◆ Text excerpt:
‘In December…’

Jacqui holding up the pudding with string and foil in place, ready to go in the saucepan.

Preparing the pudding, Elizabeth Farm kitchen. Still from video © HHT

In December, the principal household duty lies in preparing for the creature comforts of those near and dear to us, so as to meet old Christmas with a happy face, a contented mind, and a full larder; and in stoning the plums, washing the currants, cutting the citron, beating the eggs, and mixing the pudding, a housewife is not unworthily greeting the genial season of all good things.

Isabella Beeton, Beeton’s Book of Household Management, 1861

Christmas Plum Pudding

While the ‘traditional’ turkey and cranberry sauce may have conceded to seafood and mangoes in many Australian households, plum puddings are still synonymous with Christmas, even in the Australian summertime. And, despite the prices we are charged in gourmet grocers, they are surprisingly simple to make.

For several years now I’ve hosted Christmas Pudding workshops in the colonial kitchen at Vaucluse House and after much testing of 19th century recipes, this Plum Pudding recipe won hands down! No sugar is added – the sweetness comes from the fruit – and no flour – breadcrumbs are used instead -  giving it a very light texture.

It’s taken from Mrs Beeton’s original 1861 edition, receipt number 1328, but I’ve modified it for modern convenience, substituting butter for suet and tailoring it for store-bought packets of mixed fruit.  It may be served with custard, but the ‘rich and excellent’ sauce Beeton recommends for it is extraordinarily decadent and, since Christmas is only once a year, I highly recommend you try it.

A Christmas plum pudding cut up, slices on plates and half eaten with plum pudding sauce being poured on.

Christmas plum pudding and sauce, enjoyed at Elizabeth Farm. Photo Alysha Buss © HHT

The laundry copper

Many families have memories of their mothers and grandmothers boiling puddings in the outdoor copper, stirring them around with a length of dowel. I’d always thought this was a very sensible way of keeping the kitchen cooler in summer, but if Dickens’ A Christmas Carol is any indicator, it was common practice in Britain as well.

Hallo! A great deal of steam! The pudding was out of the copper. A smell like a washing-day! That was the cloth. A smell like an eating-house and a pastrycook’s next door to each other, with a laundress’s next door to that! That was the pudding. In half a minute Mrs Cratchit entered: flushed, but smiling proudly: with the pudding, like a speckled cannon-ball, so hard and firm, blazing in half of half-a-quartern of ignited brandy, and bedight with Christmas holly stuck into the top.

Oh, a wonderful pudding! Bob Cratchit said, and calmly too, that he regarded it as the greatest success achieved by Mrs Cratchit since their marriage. Mrs Cratchit said that now the weight was off her mind, she would confess she had had her doubts about the quantity of flour. Everybody had something to say about it, but nobody said or thought it was at all a small pudding for a large family.

Charles Dickens, A Christmas Carol, 1843

A labour of love

Family accounts from 1844 show that the Wentworths spent almost £4 on dried fruit – currants, raisins and peel – and spices in the month leading up to Christmas. Market records indicate that these were then between 6d and 9d per pound, so taking an average, they must have bought over 100 lbs of fruit (45 kgs). They purchased more modest quantities in January, so the pre-Christmas stores must have been put to good use!

◆ Recorded data:
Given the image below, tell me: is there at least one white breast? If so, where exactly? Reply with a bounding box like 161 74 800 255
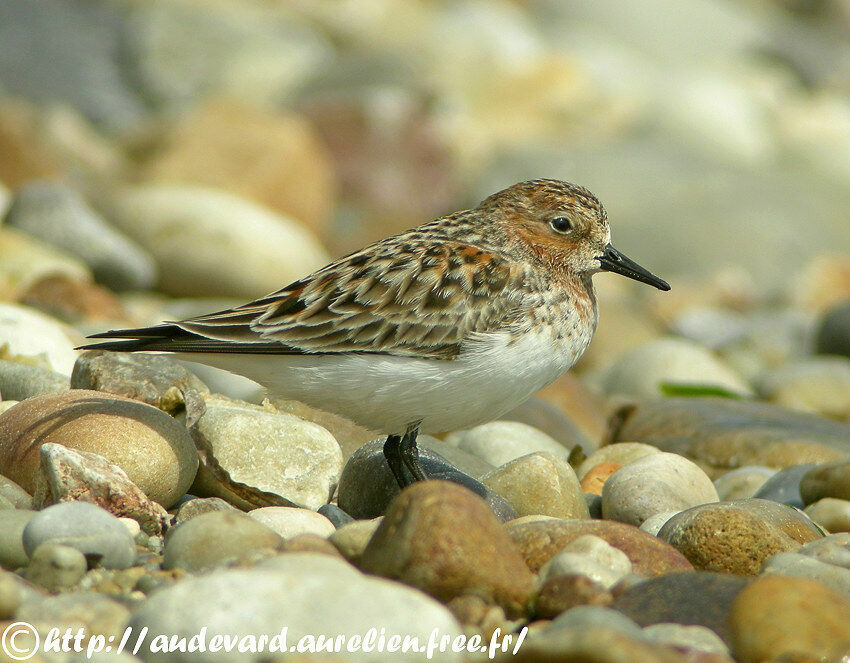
186 325 593 433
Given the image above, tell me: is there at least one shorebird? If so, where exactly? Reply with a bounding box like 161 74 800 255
83 179 670 487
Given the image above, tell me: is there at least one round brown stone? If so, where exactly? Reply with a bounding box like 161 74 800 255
0 389 198 508
505 519 693 577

◆ Task A: Do these statements agree with the Christmas pudding text? Answer yes or no for each, quoting the deciding words. (i) The recommended recipe uses flour rather than breadcrumbs. (ii) The recipe comes from receipt number 1328 of Mrs Beeton's 1861 edition. (iii) The Wentworths' family accounts date from 1844.
◆ Task B: Reproduce the part of the records that opens with the line containing "least one shorebird?" and closes at the end of the records, including both ends.
The text and the records are unrelated to each other.

◆ Expected output A:
(i) No: "no flour – breadcrumbs are used instead"
(ii) Yes: "It’s taken from Mrs Beeton’s original 1861 edition, receipt number 1328"
(iii) Yes: "Family accounts from 1844 show that the Wentworths spent almost £4 on dried fruit"

◆ Expected output B:
Given the image above, tell me: is there at least one shorebird? If so, where exactly? Reply with a bounding box like 161 74 800 255
83 179 670 487
Given the image above, tell me: is there at least one round brown stone? If so, where exactly? Reply with a bounding box like 161 74 800 255
0 389 198 508
505 519 693 577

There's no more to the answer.